*Soal Tertulis*.
Hitung jumlah baris pada item di bawah yang memuat kata "dark". Tulis angkanya saja.

*Data Tugas*.
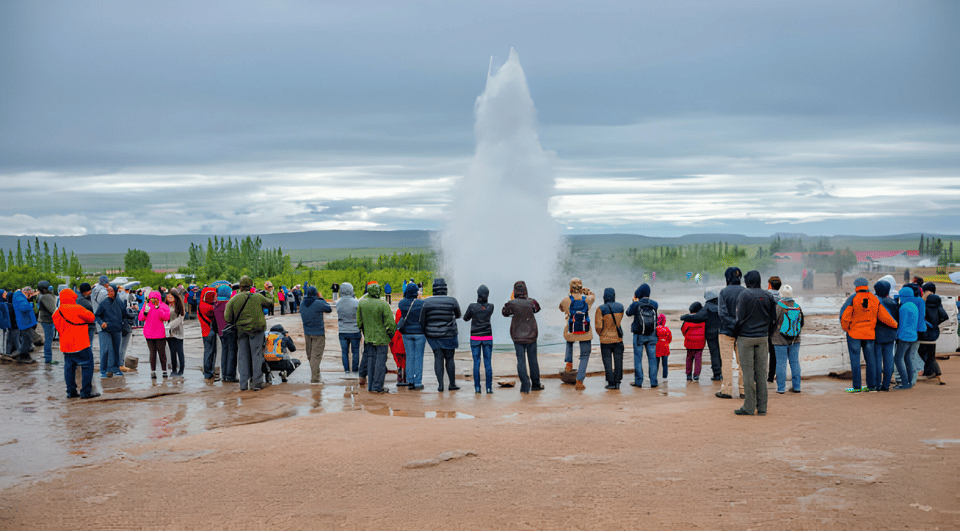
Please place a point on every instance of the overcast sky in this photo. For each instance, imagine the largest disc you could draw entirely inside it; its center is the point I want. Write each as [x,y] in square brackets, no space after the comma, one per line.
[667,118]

---

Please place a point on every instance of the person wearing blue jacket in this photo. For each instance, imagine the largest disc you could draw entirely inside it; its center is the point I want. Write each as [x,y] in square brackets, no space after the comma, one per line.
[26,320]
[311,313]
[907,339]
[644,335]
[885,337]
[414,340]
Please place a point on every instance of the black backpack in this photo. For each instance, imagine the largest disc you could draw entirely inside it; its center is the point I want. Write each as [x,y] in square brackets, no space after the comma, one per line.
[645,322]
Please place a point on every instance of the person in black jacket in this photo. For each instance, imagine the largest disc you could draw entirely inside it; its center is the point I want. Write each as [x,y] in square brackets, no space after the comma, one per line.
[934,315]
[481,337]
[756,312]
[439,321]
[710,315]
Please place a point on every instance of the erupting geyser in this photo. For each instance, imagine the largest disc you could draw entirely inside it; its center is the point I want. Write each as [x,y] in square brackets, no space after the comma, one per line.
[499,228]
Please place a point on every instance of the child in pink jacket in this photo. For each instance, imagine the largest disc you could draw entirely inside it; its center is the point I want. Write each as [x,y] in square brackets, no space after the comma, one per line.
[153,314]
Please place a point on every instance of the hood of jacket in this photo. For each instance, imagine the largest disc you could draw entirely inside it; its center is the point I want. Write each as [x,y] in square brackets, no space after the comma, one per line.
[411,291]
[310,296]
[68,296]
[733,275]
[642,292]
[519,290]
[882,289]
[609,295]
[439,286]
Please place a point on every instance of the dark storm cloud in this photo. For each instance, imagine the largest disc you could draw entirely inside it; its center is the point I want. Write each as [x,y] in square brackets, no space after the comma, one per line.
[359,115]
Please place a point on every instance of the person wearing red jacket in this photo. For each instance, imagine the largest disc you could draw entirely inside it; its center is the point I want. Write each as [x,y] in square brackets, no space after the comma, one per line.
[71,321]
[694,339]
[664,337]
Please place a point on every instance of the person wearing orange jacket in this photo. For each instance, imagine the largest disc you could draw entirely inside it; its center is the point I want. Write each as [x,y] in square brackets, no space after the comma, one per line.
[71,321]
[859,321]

*Jawaban Latihan*.
1